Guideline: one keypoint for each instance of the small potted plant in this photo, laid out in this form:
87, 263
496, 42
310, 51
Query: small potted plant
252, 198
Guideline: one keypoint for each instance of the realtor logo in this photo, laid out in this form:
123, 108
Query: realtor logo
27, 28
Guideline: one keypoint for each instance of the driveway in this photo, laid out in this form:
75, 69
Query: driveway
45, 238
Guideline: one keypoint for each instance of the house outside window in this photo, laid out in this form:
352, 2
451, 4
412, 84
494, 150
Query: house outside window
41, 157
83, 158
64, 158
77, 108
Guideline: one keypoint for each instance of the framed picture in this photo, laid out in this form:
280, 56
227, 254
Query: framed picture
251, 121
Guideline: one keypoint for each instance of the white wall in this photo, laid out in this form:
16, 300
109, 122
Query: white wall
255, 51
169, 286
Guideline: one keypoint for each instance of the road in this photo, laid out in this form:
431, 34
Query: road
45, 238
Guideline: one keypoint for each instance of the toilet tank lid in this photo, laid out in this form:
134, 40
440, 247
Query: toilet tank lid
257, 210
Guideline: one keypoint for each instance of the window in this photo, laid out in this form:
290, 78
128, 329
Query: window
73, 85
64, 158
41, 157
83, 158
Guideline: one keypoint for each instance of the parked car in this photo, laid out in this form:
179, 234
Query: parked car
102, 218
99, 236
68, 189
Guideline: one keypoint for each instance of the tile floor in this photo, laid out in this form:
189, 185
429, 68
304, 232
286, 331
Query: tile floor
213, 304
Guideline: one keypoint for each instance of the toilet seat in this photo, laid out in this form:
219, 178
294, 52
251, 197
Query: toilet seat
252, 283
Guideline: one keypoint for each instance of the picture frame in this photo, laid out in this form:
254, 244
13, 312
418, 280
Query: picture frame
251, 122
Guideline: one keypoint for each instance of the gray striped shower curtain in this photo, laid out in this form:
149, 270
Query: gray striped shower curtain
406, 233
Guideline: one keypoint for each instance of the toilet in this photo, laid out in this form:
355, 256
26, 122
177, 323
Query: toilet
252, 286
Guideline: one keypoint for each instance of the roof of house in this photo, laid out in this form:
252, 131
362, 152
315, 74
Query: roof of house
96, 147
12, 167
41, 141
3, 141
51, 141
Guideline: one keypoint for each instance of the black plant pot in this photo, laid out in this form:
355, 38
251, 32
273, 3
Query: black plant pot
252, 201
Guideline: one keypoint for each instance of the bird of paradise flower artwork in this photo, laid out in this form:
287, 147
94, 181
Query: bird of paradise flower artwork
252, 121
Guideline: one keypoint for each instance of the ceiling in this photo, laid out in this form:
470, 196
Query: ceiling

DO THIS:
Give back all of the records above word for word, with nothing left out or changed.

ANSWER TO THIS EXERCISE:
Guideline: one keypoint for each instance of the small potted plant in this photo, laid out in this form:
87, 263
496, 42
310, 51
Query: small potted plant
252, 198
Guideline: one keypoint for each instance of the realtor logo in this photo, laid out in this form:
123, 108
Query: realtor logo
27, 28
Guideline: one keypoint for each instance of the driveway in this photo, laid out in this form:
75, 69
Query: driveway
45, 238
Guideline: one keypoint for each instance of the house outside window in this photo, laid out in this form:
352, 2
451, 4
412, 84
494, 150
Query: house outside window
41, 157
83, 158
64, 158
77, 108
Guideline: one keypoint for each instance of the framed picture in this photo, laid out in this form:
280, 56
227, 254
Query: framed picture
251, 121
Guideline: one keypoint for each instance of the white wall in this photo, laid out in this form:
16, 300
109, 122
Query: white wall
255, 51
169, 286
Guideline: one keypoint for each instance of the road in this photo, laid out in this form:
431, 34
Query: road
45, 238
Guideline: one keypoint for each instance of the toilet tank lid in this photo, laid out in this form:
134, 40
440, 247
Query: toilet tank lid
257, 210
Guideline: one keypoint for each instance of the window in this photo, laid out in this form:
290, 78
128, 329
Query: window
73, 85
64, 158
41, 157
83, 158
Guideline: one keypoint for each instance of the parked car in this photo, laid out in this form:
179, 234
Query: parked car
102, 218
99, 236
68, 189
Guideline: one keypoint for each instance of the tile floor in this photo, laid out in this form:
189, 185
429, 68
304, 232
286, 331
Query: tile floor
213, 304
Guideline: one keypoint for each instance of the toilet seat in this photo, laid out in this form:
219, 178
294, 52
251, 197
Query: toilet seat
252, 283
Guideline: one keypoint for each instance of the picture frame in this photo, laid out in this form:
254, 244
13, 312
418, 280
Query: picture frame
251, 122
Guideline: one keypoint for each instance of the gray striped shower curtain in this photo, laid out in this form:
149, 270
Query: gray striped shower curtain
406, 233
Guideline: one keypoint for each instance of the toilet in this photo, laid out in this form:
355, 256
26, 122
177, 323
Query: toilet
252, 286
Guideline: one keypoint for each instance of the roof of house in this photo, laid out in this form:
252, 131
362, 152
315, 74
Query: roof of house
96, 147
12, 167
41, 141
3, 141
51, 141
Guideline: one keypoint for each instance of the black plant pot in this photo, laid out in this form:
355, 38
251, 32
273, 3
Query: black plant pot
252, 201
Guideline: one keypoint for each instance of the bird of paradise flower artwork in this photo, laid out in this form:
287, 147
94, 181
Query: bird of paradise flower artwork
252, 121
Guideline: one keypoint for each instance of the ceiling in this photo, laid out in this form:
470, 196
Query: ceiling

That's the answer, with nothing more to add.